* **Prompt**:
Copy out all the entries exactly.

* **Source records**:
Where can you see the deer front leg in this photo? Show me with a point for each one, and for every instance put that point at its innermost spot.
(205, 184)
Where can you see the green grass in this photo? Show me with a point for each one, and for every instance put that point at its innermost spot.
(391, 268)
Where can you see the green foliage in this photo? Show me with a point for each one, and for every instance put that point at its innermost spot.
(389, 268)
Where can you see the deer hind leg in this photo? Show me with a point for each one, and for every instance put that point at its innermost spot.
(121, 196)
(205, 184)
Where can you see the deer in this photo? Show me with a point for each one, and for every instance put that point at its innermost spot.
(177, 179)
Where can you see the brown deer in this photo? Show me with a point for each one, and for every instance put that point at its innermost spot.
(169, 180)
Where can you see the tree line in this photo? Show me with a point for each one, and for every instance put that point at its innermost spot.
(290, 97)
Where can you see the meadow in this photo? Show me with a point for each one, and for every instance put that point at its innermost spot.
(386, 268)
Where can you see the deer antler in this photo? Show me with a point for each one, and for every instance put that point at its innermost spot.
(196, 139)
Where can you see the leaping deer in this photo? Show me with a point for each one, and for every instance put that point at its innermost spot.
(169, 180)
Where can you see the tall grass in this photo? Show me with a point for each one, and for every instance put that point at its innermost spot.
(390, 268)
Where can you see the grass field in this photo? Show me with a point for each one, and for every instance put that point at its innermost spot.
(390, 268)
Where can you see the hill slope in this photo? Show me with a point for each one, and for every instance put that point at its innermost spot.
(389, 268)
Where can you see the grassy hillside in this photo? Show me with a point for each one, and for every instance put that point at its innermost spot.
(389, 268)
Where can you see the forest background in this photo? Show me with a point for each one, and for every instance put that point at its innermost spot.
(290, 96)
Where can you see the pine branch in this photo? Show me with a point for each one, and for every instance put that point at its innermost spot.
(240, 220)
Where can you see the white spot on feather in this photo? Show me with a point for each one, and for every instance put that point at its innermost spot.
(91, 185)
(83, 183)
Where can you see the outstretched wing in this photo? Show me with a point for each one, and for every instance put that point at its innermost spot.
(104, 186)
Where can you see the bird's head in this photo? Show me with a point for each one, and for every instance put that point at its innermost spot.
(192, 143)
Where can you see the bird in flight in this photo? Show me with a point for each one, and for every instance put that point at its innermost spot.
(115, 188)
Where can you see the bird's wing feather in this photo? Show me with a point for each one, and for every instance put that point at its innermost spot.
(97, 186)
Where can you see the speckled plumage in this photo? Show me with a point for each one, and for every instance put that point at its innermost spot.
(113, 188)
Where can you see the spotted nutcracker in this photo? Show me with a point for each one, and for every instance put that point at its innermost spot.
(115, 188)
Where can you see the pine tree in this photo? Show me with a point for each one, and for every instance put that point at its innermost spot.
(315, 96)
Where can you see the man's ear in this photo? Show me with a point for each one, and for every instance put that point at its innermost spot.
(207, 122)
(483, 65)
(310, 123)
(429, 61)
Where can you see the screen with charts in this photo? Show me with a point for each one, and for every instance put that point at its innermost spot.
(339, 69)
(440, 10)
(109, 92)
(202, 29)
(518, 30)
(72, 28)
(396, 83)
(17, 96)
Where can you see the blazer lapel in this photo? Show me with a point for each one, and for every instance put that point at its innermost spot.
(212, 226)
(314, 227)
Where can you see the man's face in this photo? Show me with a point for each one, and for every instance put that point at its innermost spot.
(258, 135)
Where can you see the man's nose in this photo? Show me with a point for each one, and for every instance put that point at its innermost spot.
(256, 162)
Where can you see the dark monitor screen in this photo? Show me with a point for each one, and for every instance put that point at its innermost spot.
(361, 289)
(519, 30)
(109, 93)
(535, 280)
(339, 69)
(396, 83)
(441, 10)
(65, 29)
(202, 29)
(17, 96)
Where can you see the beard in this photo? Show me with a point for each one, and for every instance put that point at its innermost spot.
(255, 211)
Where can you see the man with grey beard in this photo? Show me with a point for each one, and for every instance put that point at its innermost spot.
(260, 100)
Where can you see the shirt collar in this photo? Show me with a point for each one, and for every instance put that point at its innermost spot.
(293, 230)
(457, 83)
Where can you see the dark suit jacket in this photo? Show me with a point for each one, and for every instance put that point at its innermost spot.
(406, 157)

* **Answer in full**:
Where can you see the deer front leg in this photo? Show me with a point for each one, and for every instance put that point at its innermost spot.
(205, 184)
Where can you see the green grass in this photo? Show me with a point for each one, and for every instance put that point at its innermost spot.
(391, 268)
Where can you see the green foliage in this photo? Show me with a point for each one, and for every instance put that point at its innermost spot.
(389, 268)
Where can you see the deer hind leg in this photo? Show me with a point for each one, and for every instance put that point at its innermost spot.
(121, 196)
(205, 184)
Where can you see the deer in this photo? Show me with a point for each one, and for every instance put that point at its innermost spot.
(177, 179)
Where can you see the brown deer in this photo? Show me with a point for each one, and for every instance put that point at its innermost spot.
(169, 180)
Where can you see the tree line in this photo? Show me with a point for each one, and for every instance put that point at its innermost spot.
(290, 97)
Where can you see the meadow in this photo? Show me with a point for each one, and for every instance put that point at its innermost spot.
(386, 268)
Where can you see the deer antler in this photo? Show me with a point for each one, and for every instance put that point at its innermost spot.
(196, 139)
Where can you see the leaping deer in this photo? Show me with a point for each one, and for every instance put that point at its innermost spot.
(169, 180)
Where can you see the tall grass in this photo? Show me with a point for each one, and for every instance put that point at its innermost spot.
(390, 268)
Where can you see the grass field in this photo? Show me with a point for each one, and for every instance put that point at its innermost spot.
(390, 268)
Where can you see the hill slope in this photo? Show me with a point for each one, and for every instance put that point at its innermost spot.
(389, 268)
Where can you see the grassy hillside in this photo? Show me with a point for each one, and for every instance put that point at its innermost spot.
(389, 268)
Where can you see the forest background in this photo? Show me with a point for each one, and for every instance put that point at its innermost spot.
(290, 96)
Where can you see the pine branch in this photo? Show me with a point for each one, and for every instance put that point at its innermost spot.
(240, 220)
Where can you see the white spot on feather in this photo? Show me with a point for each one, and for every instance put that point at its innermost spot.
(91, 185)
(83, 183)
Where can you see the outstretched wing in this photo? Show me with a point for each one, and for every instance put that point at its innermost spot.
(104, 186)
Where can you see the bird's head in this photo? Show me with a point for each one, and for every instance put that point at its innermost spot.
(192, 143)
Where can you see the bird in flight in this photo? Show me with a point for each one, and for every instance put that point at its innermost spot.
(115, 188)
Where can you see the bird's wing feather in this photo? Show me with a point for each one, and for every instance put that point at its innermost spot.
(97, 186)
Where can you see the speckled plumage in this photo? Show me with a point for each one, and for every instance put that point at its innermost spot.
(113, 188)
Where can you see the spotted nutcracker in this photo? Show me with a point for each one, and for every instance put that point at its innermost spot.
(115, 188)
Where can you see the pine tree in this photo? Show me with a point for each one, and for every instance put that point at its innermost spot.
(315, 96)
Where can you see the man's ear in this photo? Show me with a point for each one, and for every instance put that point at its innermost spot.
(207, 122)
(483, 65)
(310, 123)
(429, 61)
Where can you see the screen with charts in this photo? Show me with a point for each one, and for every instance put that point at its innermost spot.
(339, 69)
(440, 10)
(109, 92)
(202, 29)
(518, 30)
(72, 28)
(396, 83)
(17, 96)
Where can you see the blazer lapel in this photo? Show me with a point for each one, and for every instance put that point at its innermost spot.
(212, 226)
(314, 227)
Where can you see the man's face in this photo? Show me with a point for each one, and for every instance put that point at its innermost spot.
(258, 135)
Where can you see the man's nose in this photo? Show me with a point for each one, and for every instance put that point at its innermost spot.
(256, 162)
Where can you see the dark monitor screen in this photo? Show me with a point for each one, and for every instance put that point at its innermost spot.
(361, 289)
(519, 30)
(109, 93)
(535, 280)
(339, 69)
(396, 83)
(441, 10)
(65, 29)
(202, 29)
(17, 96)
Where can you see the beard in this photo? Show me with a point for each one, and for every instance put that point at its innermost spot.
(255, 211)
Where can you see the man with grey beard in this photo? Show me with a point for each one, and for every instance put that point at its innermost spot.
(260, 100)
Where can you see the shirt collar in this photo? Show me with a point for each one, and for every instance put that point at its innermost spot.
(293, 230)
(457, 83)
Where can you see the dark suit jacket in this photo? Show me with a point for each one, and for every instance put that point at its innermost spot.
(406, 157)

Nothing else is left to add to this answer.